[FLINK-36796][pipeline-connector][oracle]add oracle pipeline connector. #3995

linjianchang · 2025-04-18T09:07:19Z

add oracle pipeline connector.

joyCurry30

Thank you for your contribution. I just left some comment.

joyCurry30 · 2025-04-19T00:48:31Z

flink-cdc-connect/flink-cdc-pipeline-connectors/flink-cdc-pipeline-connector-oracle/pom.xml

+        <dependency>
+            <groupId>io.debezium</groupId>
+            <artifactId>debezium-core</artifactId>
+            <version>1.9.8.Final</version>


Use ${debezium.version}

And the scope should be "provide".

Have been modified

joyCurry30 · 2025-04-19T00:51:27Z

flink-cdc-connect/flink-cdc-pipeline-connectors/flink-cdc-pipeline-connector-oracle/pom.xml

+        <dependency>
+            <groupId>com.ververica</groupId>
+            <artifactId>flink-cdc-source-e2e-tests</artifactId>
+            <version>cty-3.0-2.2-SNAPSHOT</version>


Why you dependent on "flink-cdc-source-e2e-tests"?

Have been removed

joyCurry30 · 2025-04-19T00:52:08Z

flink-cdc-connect/flink-cdc-pipeline-connectors/flink-cdc-pipeline-connector-oracle/pom.xml

+        <dependency>
+            <groupId>org.apache.flink</groupId>
+            <artifactId>flink-connector-test-util</artifactId>
+            <version>3.4-SNAPSHOT</version>


Please use "${project.version}".

Have been modified

joyCurry30 · 2025-04-19T00:56:02Z

flink-cdc-connect/flink-cdc-pipeline-connectors/flink-cdc-pipeline-connector-oracle/pom.xml

+                                    <include>io.debezium:debezium-core</include>
+                                    <include>io.debezium:debezium-ddl-parser</include>
+                                    <include>io.debezium:debezium-connector-oracle</include>
+                                    <include>io.debezium:debezium-connector-mysql</include>


Could you explain the rationale behind having a dependency on the MySQL CDC connector within the Oracle CDC connector implementation? I'd like to better understand how these components interact in this context.

Data excerpt:
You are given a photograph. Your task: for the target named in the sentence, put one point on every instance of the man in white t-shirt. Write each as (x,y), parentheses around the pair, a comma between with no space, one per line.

The tasks:
(A) In the Oracle pipeline connector review thread, list every value that appears inside an include tag.
(B) Carry on the Oracle pipeline connector review thread from its last comment.
The data comes from a different source than the review thread above it.

Final answers:
(A)
io.debezium:debezium-core
io.debezium:debezium-ddl-parser
io.debezium:debezium-connector-oracle
io.debezium:debezium-connector-mysql

(B)
Have been removed

joyCurry30 · 2025-04-19T00:56:24Z

flink-cdc-connect/flink-cdc-pipeline-connectors/flink-cdc-pipeline-connector-oracle/pom.xml

+                                    <include>io.debezium:debezium-connector-oracle</include>
+                                    <include>io.debezium:debezium-connector-mysql</include>
+                                    <include>com.ververica:flink-connector-debezium</include>
+                                    <include>com.ververica:flink-connector-mysql-cdc</include>


Same as above.

Have been removed

joyCurry30 · 2025-04-19T00:56:49Z

flink-cdc-connect/flink-cdc-pipeline-connectors/flink-cdc-pipeline-connector-oracle/pom.xml

+                                    <include>org.antlr:antlr4-runtime</include>
+                                    <include>org.apache.kafka:*</include>
+                                    <include>mysql:mysql-connector-java</include>
+                                    <include>com.zendesk:mysql-binlog-connector-java</include>


Same as above.

Have been removed

joyCurry30 · 2025-04-19T01:08:37Z

...cle/src/main/java/com/apache/flink/cdc/connectors/oracle/source/OracleDataSourceOptions.java

+    public static final ConfigOption<String> JDBC_URL =
+            ConfigOptions.key("jdbc.url")
+                    .stringType()
+                    .noDefaultValue()
+                    .withDescription("The jdbc url.");


Could we clarify the relationship between the JDBC URL and the individual hostname/port parameters?

If we already have a “jdbc.url” configuration field, is there still value in maintaining separate “hostname and “port” parameters? Should these be mutually exclusive?

When using “hostname” and "port" configuration, is there a parameter to explicitly specify the driver type (Thin vs OCI)? This would be crucial for constructing the correct JDBC connection string format.

In The original oracle module [flink-connector-oracle-cdc]OracleJdbcUrlUtils#getConnectionUrlWithSid method，url，hostname and port is not exclusive，when url config is null，url = "jdbc:oracle:thin:@" + hostname + ":" + port + ":" + dbname;，but 19c url is must connect through the service name，like url = "jdbc:oracle:thin:@" + hostname + ":" + port + "/" + dbname; So you can configure the URL to adapt to oracle 19c

joyCurry30 · 2025-04-19T01:14:43Z

...cle/src/main/java/com/apache/flink/cdc/connectors/oracle/source/OracleEventDeserializer.java

+        if (isAddMeta) {
+            map.put(OracleDataSourceOptions.HOSTNAME.key(), hostname);
+            map.put(OracleDataSourceOptions.PORT.key(), port);
+        }


Could you clarify the design intent behind treating hostname and port as common metadata fields?

Since we don't currently support multi-source CDC synchronization, are these fields intended for future extensibility?

Have been removed

linjianchang · 2025-04-23T01:19:18Z

@joyCurry30 Already modified，please review again ,thanks!

joyCurry30

Hi, thank you for your contribution. I left some comments for the doc.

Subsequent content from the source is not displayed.